# Listing
□ □ □ □

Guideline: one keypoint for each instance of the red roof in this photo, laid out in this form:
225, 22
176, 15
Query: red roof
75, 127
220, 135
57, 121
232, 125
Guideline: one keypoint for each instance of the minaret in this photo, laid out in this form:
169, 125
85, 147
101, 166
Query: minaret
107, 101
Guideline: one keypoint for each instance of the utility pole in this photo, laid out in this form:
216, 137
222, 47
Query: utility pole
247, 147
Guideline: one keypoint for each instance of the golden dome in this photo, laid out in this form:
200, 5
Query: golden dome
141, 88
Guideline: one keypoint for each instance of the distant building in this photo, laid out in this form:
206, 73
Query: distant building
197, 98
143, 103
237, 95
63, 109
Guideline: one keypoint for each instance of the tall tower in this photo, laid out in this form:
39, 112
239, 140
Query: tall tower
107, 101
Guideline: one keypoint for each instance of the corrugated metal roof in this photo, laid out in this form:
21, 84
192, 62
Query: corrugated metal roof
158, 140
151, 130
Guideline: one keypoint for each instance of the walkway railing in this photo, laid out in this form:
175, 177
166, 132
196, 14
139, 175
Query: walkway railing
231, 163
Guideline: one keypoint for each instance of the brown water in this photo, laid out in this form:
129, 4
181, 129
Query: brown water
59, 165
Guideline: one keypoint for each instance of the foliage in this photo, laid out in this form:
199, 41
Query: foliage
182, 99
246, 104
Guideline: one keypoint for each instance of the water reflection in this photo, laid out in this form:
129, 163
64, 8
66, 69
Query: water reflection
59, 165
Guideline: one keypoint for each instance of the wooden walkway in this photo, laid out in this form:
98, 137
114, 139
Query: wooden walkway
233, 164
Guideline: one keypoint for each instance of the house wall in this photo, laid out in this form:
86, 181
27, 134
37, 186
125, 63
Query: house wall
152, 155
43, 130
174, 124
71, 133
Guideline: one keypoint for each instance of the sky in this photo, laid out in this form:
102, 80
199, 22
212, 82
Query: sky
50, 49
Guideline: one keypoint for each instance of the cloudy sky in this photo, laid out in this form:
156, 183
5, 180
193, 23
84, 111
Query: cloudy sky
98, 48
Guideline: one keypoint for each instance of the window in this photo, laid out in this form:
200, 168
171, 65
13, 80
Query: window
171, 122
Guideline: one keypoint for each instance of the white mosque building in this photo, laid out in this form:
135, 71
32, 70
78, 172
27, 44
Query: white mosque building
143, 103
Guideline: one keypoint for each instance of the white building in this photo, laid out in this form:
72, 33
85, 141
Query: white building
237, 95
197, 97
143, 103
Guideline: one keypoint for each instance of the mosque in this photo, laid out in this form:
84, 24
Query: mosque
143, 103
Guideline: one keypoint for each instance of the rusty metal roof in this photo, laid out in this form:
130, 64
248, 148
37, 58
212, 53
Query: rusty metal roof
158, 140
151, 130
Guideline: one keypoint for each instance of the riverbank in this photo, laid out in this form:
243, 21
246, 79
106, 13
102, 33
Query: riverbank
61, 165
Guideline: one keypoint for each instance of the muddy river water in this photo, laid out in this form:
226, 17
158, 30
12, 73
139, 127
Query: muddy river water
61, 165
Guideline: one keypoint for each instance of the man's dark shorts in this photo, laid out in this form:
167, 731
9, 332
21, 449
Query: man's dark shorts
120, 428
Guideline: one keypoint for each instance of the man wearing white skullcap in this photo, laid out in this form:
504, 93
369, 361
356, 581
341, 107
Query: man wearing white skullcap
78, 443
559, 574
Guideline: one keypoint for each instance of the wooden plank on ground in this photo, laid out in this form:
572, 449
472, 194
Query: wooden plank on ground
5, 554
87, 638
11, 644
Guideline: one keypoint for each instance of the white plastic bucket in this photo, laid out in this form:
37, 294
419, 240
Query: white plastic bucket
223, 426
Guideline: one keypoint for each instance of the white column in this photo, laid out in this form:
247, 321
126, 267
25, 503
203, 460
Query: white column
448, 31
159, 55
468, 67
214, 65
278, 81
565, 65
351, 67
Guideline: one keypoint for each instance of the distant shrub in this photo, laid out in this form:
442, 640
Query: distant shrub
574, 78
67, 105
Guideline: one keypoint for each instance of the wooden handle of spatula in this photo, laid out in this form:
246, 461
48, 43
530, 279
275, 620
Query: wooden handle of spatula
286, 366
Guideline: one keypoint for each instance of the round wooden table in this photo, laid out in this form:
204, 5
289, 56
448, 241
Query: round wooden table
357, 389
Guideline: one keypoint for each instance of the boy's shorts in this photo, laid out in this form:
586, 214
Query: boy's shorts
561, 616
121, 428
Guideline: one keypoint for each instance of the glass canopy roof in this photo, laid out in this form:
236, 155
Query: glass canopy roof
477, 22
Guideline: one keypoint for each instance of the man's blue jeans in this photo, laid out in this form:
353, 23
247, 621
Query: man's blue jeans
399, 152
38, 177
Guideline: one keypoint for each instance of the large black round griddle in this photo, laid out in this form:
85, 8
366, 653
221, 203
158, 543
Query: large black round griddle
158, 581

□ □ □ □

# Exercise requirements
With both ends included, please retype exactly the lines from the line containing "Guideline: one keypoint for each instance of the boy's" to the final line of the data.

# Full response
Guideline: one keypoint for each instance of the boy's shorts in this photo, laid out in this form:
586, 214
Query: boy's shorts
561, 616
121, 428
Guideline: one keypoint for each instance of the glass canopy roof in this photo, laid out in this form:
236, 155
Query: glass canopy roof
477, 22
Guideline: one keypoint for each instance of the man's blue jeans in this photo, laid out in this form:
353, 23
247, 621
Query: man's blue jeans
399, 152
38, 177
Guideline: one keypoint for each instance of the large black round griddle in this photo, laid out in this form:
85, 8
366, 653
221, 203
158, 543
Query: large black round griddle
158, 581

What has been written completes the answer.